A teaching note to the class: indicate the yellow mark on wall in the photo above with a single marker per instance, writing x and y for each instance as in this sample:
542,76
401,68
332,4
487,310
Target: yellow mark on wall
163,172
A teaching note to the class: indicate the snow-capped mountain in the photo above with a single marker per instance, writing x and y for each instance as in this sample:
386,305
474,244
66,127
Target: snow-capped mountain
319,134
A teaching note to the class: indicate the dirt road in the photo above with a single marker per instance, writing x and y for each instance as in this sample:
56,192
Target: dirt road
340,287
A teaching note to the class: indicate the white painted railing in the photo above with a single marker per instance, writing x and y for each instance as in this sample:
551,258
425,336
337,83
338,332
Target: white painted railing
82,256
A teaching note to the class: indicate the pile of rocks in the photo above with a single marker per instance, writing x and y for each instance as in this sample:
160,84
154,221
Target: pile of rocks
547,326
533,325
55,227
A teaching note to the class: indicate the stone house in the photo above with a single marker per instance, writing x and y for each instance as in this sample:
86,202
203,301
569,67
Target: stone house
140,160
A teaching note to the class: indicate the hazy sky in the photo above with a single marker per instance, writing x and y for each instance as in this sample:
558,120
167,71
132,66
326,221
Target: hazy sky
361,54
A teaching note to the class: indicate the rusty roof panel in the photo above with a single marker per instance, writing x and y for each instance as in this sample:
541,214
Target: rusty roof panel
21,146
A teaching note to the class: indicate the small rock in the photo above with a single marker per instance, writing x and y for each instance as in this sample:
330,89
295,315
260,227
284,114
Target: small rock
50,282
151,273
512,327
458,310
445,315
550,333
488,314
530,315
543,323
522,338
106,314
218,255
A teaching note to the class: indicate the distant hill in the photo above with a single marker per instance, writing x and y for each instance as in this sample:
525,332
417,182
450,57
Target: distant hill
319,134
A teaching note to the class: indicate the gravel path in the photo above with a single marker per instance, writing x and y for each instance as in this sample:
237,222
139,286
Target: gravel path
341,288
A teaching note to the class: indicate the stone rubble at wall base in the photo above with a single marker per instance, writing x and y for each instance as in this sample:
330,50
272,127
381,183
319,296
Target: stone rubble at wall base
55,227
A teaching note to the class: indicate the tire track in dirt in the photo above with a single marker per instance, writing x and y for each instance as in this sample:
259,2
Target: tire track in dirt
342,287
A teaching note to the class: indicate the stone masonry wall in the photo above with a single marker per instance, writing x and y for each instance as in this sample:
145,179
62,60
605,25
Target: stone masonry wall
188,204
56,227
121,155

- - - - -

Required action: Please copy the data above in its entirety, exactly as written.

Written reply:
A teaching note to the class: indicate the yellow mark on wall in the photo above with a single marker per instance, writing x and y for each instance as in this sample:
542,76
401,68
332,4
487,310
Target: yellow mark on wall
163,172
A teaching note to the class: indicate the snow-capped mountain in the photo above with a single marker per instance, writing x and y for each instance as in this sample:
386,305
474,244
66,127
Target: snow-capped mountain
319,134
A teaching note to the class: indicate the dirt road in the photo above with a single marker per instance, writing x and y for each instance as in this sample:
56,192
Target: dirt road
340,287
A teaching note to the class: indicate the white painted railing in the photo above with a single marker per instance, writing x and y for each instance as in this sample:
551,258
425,336
337,83
338,332
Target: white painted railing
82,256
A teaching note to the class: indicate the pile of rocks in the photo above with a single marker per instance, writing x and y for each instance as in this sample:
160,84
154,221
Target: pile of rocks
547,326
533,325
55,227
A teaching note to the class: indicate the stone house in the photo above with a single marker per instance, writing x and y for each instance as in this sample:
86,202
203,301
569,67
Target: stone house
140,160
A teaching note to the class: indicate the hazy sky in the photo above with a single marker per instance, writing x and y for each instance as in this sample:
558,120
167,71
132,66
326,221
Target: hazy sky
361,54
A teaching note to the class: indicate the rusty roof panel in the photo above with a single marker per instance, writing x and y for each instance as in this sample:
541,214
Target: rusty roof panel
21,146
A teaching note to the class: indicate the small rock in the photo above with a single marker per instance, writing x and y for each instance as in this sample:
330,89
295,315
260,227
284,114
Target: small rock
50,282
151,273
512,327
458,310
445,315
550,333
488,314
530,315
543,323
522,338
106,314
218,255
A teaching note to the class: indicate the distant hill in the photo above with a single marker per instance, writing x and y for each instance as in this sample:
525,332
417,182
450,57
Target: distant hill
319,134
A teaching note to the class: indicate the gravel path in the photo above with a single marker per instance, writing x and y for each instance as in this sample:
237,222
139,286
Target: gravel path
341,288
A teaching note to the class: indicate the stone rubble at wall base in the photo above with a single marker per instance, writing x and y for each instance as in this sample:
330,50
272,127
381,183
319,296
Target: stone rubble at wall base
55,227
A teaching note to the class: indicate the tire track in dirt in the photo above with a single marker per instance, writing x and y for each instance as in this sample:
259,2
Target: tire track in dirt
342,287
A teaching note to the class: indicate the stone masonry wall in the photo above with a single marker per instance, writing x and y for each instance as in this sample:
145,179
62,60
605,25
Target: stone masonry wall
188,204
56,227
121,155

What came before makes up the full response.